== Given data ==

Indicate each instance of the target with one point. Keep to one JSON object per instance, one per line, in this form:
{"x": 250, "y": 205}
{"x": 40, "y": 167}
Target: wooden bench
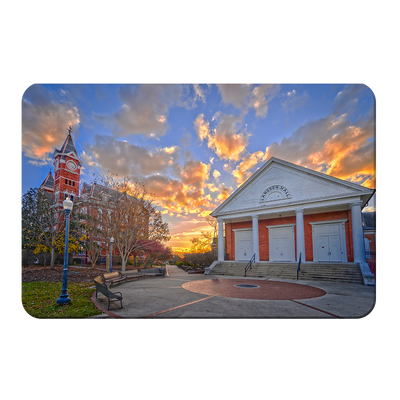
{"x": 110, "y": 295}
{"x": 153, "y": 271}
{"x": 109, "y": 278}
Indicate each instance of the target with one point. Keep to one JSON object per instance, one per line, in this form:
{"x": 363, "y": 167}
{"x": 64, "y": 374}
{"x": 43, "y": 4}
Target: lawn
{"x": 38, "y": 300}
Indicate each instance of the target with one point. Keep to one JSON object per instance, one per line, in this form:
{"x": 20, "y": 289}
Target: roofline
{"x": 295, "y": 166}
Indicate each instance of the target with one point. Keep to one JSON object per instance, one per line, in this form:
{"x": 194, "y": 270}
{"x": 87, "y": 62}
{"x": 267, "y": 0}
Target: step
{"x": 309, "y": 271}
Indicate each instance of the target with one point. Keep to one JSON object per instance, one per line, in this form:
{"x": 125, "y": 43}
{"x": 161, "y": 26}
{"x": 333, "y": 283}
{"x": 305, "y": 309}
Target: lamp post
{"x": 64, "y": 299}
{"x": 111, "y": 241}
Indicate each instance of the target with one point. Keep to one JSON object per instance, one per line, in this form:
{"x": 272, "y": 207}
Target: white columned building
{"x": 281, "y": 198}
{"x": 256, "y": 246}
{"x": 300, "y": 234}
{"x": 358, "y": 234}
{"x": 220, "y": 239}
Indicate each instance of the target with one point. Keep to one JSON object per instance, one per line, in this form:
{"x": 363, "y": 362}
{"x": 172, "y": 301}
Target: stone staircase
{"x": 330, "y": 272}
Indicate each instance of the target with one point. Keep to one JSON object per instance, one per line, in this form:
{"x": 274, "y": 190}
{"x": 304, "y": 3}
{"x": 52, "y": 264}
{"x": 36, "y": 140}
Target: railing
{"x": 298, "y": 267}
{"x": 248, "y": 266}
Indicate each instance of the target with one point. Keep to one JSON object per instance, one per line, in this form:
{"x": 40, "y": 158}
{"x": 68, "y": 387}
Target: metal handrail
{"x": 248, "y": 266}
{"x": 298, "y": 267}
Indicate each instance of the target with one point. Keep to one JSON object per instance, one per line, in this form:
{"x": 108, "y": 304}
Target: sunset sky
{"x": 194, "y": 142}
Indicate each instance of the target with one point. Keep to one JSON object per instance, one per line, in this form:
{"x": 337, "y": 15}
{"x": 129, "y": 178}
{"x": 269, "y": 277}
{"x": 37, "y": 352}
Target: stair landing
{"x": 330, "y": 272}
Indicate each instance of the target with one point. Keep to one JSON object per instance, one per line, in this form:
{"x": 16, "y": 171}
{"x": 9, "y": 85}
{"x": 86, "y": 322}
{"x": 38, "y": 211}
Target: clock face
{"x": 71, "y": 165}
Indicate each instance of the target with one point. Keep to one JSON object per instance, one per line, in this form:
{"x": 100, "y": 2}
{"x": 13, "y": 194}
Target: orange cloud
{"x": 227, "y": 143}
{"x": 244, "y": 169}
{"x": 43, "y": 123}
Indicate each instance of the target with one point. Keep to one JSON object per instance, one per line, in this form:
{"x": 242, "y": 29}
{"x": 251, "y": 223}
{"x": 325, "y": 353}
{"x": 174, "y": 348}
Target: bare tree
{"x": 136, "y": 222}
{"x": 41, "y": 222}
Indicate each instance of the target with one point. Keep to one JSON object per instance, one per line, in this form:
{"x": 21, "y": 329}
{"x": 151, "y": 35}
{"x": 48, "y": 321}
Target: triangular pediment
{"x": 280, "y": 183}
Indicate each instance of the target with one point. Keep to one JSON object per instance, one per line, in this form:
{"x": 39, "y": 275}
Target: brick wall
{"x": 264, "y": 237}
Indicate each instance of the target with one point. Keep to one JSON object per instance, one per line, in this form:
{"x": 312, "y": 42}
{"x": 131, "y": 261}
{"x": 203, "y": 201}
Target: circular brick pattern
{"x": 267, "y": 290}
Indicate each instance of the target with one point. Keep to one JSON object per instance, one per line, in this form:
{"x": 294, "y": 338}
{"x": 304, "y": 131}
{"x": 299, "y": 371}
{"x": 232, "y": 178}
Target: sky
{"x": 193, "y": 143}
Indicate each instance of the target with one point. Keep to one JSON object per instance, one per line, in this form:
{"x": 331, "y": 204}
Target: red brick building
{"x": 67, "y": 169}
{"x": 284, "y": 209}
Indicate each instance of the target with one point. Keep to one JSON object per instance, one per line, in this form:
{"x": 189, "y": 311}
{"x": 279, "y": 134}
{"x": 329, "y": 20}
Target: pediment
{"x": 279, "y": 182}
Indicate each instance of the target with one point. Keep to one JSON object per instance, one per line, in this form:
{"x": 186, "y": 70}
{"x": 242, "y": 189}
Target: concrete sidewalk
{"x": 165, "y": 299}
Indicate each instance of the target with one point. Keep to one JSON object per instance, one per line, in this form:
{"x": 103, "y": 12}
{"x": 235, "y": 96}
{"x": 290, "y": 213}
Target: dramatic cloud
{"x": 261, "y": 96}
{"x": 144, "y": 110}
{"x": 178, "y": 187}
{"x": 238, "y": 95}
{"x": 334, "y": 144}
{"x": 245, "y": 169}
{"x": 294, "y": 100}
{"x": 225, "y": 140}
{"x": 43, "y": 122}
{"x": 244, "y": 97}
{"x": 124, "y": 158}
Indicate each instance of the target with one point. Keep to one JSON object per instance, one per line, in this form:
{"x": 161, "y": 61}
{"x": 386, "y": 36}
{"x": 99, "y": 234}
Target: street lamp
{"x": 112, "y": 241}
{"x": 64, "y": 299}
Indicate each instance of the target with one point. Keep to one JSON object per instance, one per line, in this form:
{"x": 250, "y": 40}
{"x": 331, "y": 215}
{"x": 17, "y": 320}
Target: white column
{"x": 221, "y": 252}
{"x": 300, "y": 234}
{"x": 256, "y": 246}
{"x": 358, "y": 234}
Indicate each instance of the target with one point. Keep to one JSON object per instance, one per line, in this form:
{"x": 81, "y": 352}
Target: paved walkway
{"x": 184, "y": 297}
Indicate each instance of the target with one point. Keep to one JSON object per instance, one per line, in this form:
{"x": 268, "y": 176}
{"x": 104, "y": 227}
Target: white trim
{"x": 328, "y": 222}
{"x": 351, "y": 189}
{"x": 236, "y": 243}
{"x": 292, "y": 244}
{"x": 342, "y": 232}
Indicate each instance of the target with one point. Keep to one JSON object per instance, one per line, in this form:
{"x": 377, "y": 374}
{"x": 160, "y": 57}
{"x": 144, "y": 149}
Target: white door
{"x": 243, "y": 245}
{"x": 328, "y": 242}
{"x": 281, "y": 244}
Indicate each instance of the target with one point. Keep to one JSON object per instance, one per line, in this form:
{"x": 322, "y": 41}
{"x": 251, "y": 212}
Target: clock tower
{"x": 67, "y": 169}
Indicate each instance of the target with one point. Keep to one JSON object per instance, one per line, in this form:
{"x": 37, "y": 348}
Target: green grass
{"x": 38, "y": 300}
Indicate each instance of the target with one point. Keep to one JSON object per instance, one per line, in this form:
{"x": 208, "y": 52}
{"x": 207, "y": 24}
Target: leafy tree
{"x": 41, "y": 222}
{"x": 136, "y": 222}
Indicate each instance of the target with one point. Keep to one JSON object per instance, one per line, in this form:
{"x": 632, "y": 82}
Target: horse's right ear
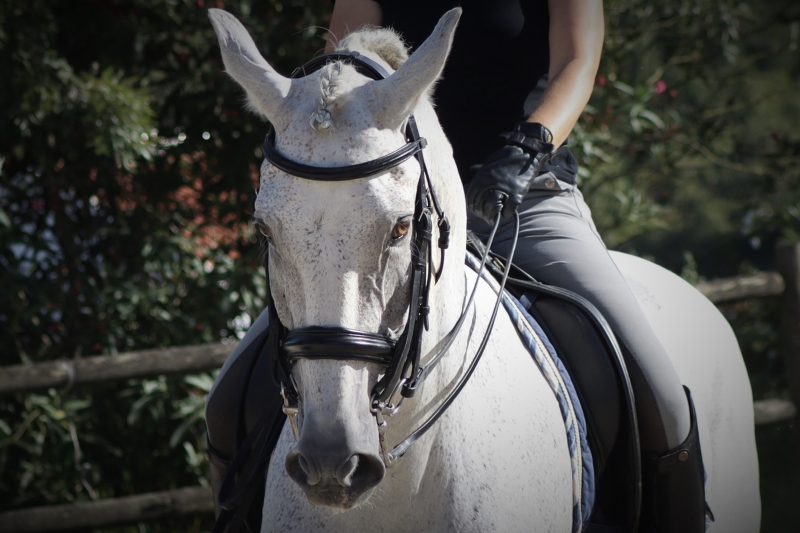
{"x": 266, "y": 89}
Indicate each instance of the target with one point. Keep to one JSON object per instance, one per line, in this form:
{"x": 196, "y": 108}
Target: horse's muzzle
{"x": 340, "y": 484}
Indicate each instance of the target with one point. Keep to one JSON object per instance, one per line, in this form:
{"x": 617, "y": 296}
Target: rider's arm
{"x": 576, "y": 41}
{"x": 349, "y": 15}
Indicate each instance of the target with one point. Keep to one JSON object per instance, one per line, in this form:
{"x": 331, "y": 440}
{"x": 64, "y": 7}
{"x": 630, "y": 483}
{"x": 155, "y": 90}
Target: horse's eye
{"x": 263, "y": 229}
{"x": 401, "y": 229}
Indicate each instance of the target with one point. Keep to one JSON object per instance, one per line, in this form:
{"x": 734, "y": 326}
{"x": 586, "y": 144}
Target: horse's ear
{"x": 399, "y": 93}
{"x": 266, "y": 89}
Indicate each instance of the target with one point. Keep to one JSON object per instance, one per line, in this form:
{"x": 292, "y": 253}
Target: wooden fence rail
{"x": 109, "y": 512}
{"x": 104, "y": 368}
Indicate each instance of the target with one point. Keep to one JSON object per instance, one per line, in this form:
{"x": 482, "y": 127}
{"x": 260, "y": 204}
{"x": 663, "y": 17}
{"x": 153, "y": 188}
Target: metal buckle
{"x": 381, "y": 410}
{"x": 291, "y": 406}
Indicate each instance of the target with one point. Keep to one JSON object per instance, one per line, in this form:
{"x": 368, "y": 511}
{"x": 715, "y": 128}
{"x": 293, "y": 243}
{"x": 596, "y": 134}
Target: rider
{"x": 528, "y": 67}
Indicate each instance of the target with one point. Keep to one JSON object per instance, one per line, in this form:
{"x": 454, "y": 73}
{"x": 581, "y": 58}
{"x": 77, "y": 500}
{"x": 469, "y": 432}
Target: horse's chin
{"x": 335, "y": 496}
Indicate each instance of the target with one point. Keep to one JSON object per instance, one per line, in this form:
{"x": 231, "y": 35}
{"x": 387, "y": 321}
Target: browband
{"x": 344, "y": 173}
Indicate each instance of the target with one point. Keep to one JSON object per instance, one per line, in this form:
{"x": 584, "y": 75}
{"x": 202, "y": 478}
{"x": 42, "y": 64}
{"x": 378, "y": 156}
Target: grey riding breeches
{"x": 559, "y": 245}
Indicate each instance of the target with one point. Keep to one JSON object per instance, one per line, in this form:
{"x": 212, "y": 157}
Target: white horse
{"x": 339, "y": 255}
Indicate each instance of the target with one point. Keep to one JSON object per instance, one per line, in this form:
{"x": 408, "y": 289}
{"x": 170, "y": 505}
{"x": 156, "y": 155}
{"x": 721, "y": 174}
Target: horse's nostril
{"x": 306, "y": 468}
{"x": 346, "y": 471}
{"x": 361, "y": 472}
{"x": 300, "y": 470}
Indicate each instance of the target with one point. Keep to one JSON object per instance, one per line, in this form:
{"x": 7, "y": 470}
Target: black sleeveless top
{"x": 500, "y": 51}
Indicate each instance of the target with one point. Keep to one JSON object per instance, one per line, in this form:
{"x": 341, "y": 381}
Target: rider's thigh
{"x": 559, "y": 245}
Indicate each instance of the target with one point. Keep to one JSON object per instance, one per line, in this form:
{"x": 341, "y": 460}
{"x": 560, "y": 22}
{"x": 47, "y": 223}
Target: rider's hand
{"x": 509, "y": 171}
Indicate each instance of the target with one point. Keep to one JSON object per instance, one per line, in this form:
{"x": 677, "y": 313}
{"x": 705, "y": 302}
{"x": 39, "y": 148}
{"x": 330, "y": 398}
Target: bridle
{"x": 401, "y": 358}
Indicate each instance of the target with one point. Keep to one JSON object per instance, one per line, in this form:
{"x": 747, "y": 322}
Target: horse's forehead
{"x": 298, "y": 202}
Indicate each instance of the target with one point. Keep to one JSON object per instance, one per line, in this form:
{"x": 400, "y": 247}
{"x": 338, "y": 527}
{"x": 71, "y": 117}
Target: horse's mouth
{"x": 335, "y": 496}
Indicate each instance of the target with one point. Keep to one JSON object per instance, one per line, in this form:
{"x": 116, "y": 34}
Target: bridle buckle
{"x": 291, "y": 409}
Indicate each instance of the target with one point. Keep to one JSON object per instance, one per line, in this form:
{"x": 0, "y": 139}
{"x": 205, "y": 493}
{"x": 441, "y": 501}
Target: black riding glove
{"x": 507, "y": 174}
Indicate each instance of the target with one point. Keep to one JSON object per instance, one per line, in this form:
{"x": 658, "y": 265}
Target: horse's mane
{"x": 384, "y": 42}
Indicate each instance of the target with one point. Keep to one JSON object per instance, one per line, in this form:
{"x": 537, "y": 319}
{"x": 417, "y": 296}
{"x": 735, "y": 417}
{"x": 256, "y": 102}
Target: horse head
{"x": 340, "y": 252}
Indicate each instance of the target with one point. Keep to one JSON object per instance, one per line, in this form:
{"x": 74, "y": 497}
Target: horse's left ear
{"x": 398, "y": 94}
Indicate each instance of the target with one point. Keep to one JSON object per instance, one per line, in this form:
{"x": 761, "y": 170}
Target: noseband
{"x": 401, "y": 358}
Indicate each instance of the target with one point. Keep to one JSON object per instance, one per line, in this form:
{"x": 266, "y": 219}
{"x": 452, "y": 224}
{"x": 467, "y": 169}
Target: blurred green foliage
{"x": 126, "y": 174}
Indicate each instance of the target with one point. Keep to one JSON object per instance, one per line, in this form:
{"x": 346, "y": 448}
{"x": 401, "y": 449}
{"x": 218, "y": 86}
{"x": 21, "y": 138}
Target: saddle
{"x": 244, "y": 410}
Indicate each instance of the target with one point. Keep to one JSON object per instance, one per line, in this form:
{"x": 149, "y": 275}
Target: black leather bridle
{"x": 400, "y": 358}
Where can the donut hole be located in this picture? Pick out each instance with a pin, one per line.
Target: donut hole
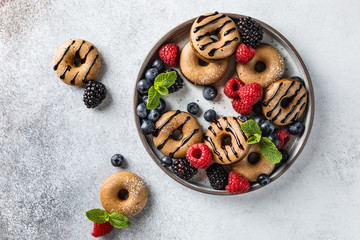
(202, 62)
(77, 61)
(123, 194)
(253, 158)
(176, 135)
(226, 140)
(260, 66)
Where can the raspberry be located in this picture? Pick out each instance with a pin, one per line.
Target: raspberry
(218, 176)
(237, 183)
(169, 54)
(241, 107)
(101, 229)
(199, 155)
(251, 93)
(284, 137)
(244, 54)
(232, 88)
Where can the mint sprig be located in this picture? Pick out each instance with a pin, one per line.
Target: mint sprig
(161, 84)
(267, 147)
(101, 216)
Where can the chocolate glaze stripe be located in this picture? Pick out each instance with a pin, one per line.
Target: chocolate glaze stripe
(213, 51)
(209, 139)
(156, 133)
(265, 104)
(202, 17)
(184, 141)
(209, 23)
(161, 145)
(72, 82)
(66, 50)
(242, 132)
(62, 76)
(269, 113)
(293, 108)
(221, 26)
(229, 128)
(92, 64)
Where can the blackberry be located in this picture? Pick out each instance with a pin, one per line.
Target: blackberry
(218, 176)
(251, 31)
(179, 83)
(183, 169)
(94, 94)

===

For every line of the data above that contains "picture", copy that line.

=== Exercise answer ===
Where can the donut hole be located in this picture? Pick out each instance with a pin, one per line.
Where can the raspberry be located in this picture? Pick out each instance with a pin, one per line.
Where can the mint sprig be located in this picture? Pick out each instance with a pin, one per line.
Where can the chocolate glaze stripe be located in this picture? Pick out each instance with a pin, one per line.
Where can the blackberry be located in this picture? Pick out each instance with a pin, one per line.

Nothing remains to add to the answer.